[Referring expression grounding data]
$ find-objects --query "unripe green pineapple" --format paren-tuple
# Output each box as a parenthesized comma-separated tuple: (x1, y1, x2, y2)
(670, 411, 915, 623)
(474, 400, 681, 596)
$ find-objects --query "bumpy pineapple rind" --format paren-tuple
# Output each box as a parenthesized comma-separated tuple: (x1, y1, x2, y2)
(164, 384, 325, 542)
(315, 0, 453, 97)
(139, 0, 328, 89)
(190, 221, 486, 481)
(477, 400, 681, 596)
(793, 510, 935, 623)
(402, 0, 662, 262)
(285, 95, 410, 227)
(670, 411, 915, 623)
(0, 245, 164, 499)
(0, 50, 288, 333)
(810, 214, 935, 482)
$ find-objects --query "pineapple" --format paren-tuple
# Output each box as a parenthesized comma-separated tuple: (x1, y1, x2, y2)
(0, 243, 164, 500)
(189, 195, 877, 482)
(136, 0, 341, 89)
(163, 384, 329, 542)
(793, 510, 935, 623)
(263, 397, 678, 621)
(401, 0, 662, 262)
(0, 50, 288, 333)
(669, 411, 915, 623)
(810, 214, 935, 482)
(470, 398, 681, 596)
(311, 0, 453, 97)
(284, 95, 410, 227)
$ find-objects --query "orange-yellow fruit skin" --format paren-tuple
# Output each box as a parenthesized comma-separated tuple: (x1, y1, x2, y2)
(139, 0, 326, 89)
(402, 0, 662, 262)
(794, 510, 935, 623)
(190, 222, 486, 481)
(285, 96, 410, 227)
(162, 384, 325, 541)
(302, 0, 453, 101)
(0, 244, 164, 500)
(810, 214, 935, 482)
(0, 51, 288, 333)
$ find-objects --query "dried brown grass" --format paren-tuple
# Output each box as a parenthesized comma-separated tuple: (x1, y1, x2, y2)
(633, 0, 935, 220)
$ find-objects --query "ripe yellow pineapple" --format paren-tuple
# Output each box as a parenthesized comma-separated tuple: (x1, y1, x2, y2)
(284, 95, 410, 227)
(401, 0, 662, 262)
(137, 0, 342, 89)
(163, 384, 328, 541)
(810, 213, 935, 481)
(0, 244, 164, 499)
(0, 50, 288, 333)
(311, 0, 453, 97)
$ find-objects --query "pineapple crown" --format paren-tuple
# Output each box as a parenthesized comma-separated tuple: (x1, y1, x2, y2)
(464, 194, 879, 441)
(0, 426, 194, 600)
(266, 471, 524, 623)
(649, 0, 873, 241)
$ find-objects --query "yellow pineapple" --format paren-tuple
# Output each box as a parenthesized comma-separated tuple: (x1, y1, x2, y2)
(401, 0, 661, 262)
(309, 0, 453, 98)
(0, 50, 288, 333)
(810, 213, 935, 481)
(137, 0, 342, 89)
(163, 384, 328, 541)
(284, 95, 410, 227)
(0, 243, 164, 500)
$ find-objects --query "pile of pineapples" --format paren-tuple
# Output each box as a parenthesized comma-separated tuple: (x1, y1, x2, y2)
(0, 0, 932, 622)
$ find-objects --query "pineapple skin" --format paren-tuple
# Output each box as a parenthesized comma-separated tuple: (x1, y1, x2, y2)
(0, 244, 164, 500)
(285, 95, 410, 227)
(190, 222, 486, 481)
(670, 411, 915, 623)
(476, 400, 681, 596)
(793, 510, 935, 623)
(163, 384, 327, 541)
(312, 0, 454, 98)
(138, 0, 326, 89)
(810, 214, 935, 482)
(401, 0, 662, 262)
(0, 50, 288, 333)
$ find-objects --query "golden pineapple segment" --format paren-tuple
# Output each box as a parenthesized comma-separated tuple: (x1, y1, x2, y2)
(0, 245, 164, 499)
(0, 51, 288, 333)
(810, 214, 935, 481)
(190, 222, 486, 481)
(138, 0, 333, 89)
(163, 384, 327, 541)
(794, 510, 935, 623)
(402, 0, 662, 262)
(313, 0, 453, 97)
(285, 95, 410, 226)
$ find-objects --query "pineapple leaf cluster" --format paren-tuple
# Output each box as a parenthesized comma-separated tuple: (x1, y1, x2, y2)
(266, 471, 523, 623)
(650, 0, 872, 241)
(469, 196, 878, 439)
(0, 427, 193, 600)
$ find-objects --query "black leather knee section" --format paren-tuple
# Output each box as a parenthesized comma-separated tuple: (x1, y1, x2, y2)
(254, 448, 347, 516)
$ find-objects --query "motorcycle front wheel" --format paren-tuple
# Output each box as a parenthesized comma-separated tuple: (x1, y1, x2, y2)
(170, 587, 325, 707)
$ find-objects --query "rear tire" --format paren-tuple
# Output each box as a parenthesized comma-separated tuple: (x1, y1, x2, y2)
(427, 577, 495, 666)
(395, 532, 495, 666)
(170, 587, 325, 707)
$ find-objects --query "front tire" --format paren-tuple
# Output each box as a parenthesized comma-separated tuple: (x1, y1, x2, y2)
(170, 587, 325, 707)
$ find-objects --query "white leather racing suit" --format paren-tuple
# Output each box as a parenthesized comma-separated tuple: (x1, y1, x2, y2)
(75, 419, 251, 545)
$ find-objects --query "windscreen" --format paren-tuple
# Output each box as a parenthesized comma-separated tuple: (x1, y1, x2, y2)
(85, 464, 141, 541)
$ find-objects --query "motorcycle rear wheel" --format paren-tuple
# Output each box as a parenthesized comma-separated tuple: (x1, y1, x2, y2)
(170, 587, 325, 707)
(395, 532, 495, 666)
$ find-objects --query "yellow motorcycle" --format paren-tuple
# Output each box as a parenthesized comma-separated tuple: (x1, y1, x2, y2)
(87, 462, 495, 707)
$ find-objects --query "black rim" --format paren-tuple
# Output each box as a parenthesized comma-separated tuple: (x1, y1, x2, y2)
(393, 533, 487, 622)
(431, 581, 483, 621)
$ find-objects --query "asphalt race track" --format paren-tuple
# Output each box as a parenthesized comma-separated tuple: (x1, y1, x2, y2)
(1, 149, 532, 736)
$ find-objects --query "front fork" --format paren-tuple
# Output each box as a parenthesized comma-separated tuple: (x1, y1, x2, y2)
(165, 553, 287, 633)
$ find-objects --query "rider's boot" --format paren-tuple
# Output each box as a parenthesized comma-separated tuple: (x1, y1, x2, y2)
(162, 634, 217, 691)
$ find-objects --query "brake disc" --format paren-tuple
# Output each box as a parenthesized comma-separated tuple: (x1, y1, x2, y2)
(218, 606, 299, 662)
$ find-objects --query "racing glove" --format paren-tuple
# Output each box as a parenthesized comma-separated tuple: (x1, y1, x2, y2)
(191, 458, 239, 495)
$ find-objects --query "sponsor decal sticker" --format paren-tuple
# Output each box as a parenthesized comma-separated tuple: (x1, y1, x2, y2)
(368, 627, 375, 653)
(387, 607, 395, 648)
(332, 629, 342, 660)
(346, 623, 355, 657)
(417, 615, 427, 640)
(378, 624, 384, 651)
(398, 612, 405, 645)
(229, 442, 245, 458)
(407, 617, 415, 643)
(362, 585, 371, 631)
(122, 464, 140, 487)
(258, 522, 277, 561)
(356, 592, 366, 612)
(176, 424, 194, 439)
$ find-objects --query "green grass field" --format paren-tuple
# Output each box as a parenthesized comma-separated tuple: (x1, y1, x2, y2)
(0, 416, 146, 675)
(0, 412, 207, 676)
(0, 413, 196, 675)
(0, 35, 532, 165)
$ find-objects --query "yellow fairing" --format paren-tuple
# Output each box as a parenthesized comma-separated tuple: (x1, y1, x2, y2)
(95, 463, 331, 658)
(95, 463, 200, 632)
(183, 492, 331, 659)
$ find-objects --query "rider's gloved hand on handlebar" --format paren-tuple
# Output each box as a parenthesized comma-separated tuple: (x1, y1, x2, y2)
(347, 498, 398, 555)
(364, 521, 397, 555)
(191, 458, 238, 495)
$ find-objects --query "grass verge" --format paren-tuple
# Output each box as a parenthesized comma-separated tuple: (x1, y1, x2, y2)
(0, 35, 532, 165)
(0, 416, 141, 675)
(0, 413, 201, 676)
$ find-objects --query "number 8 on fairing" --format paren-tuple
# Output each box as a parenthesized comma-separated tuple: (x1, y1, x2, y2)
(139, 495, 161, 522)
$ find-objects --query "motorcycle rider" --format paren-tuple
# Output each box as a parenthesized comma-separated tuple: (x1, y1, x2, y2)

EXERCISE:
How many lines of the entries above include the word "yellow"? Answer with the number only.

TASK SOLUTION:
5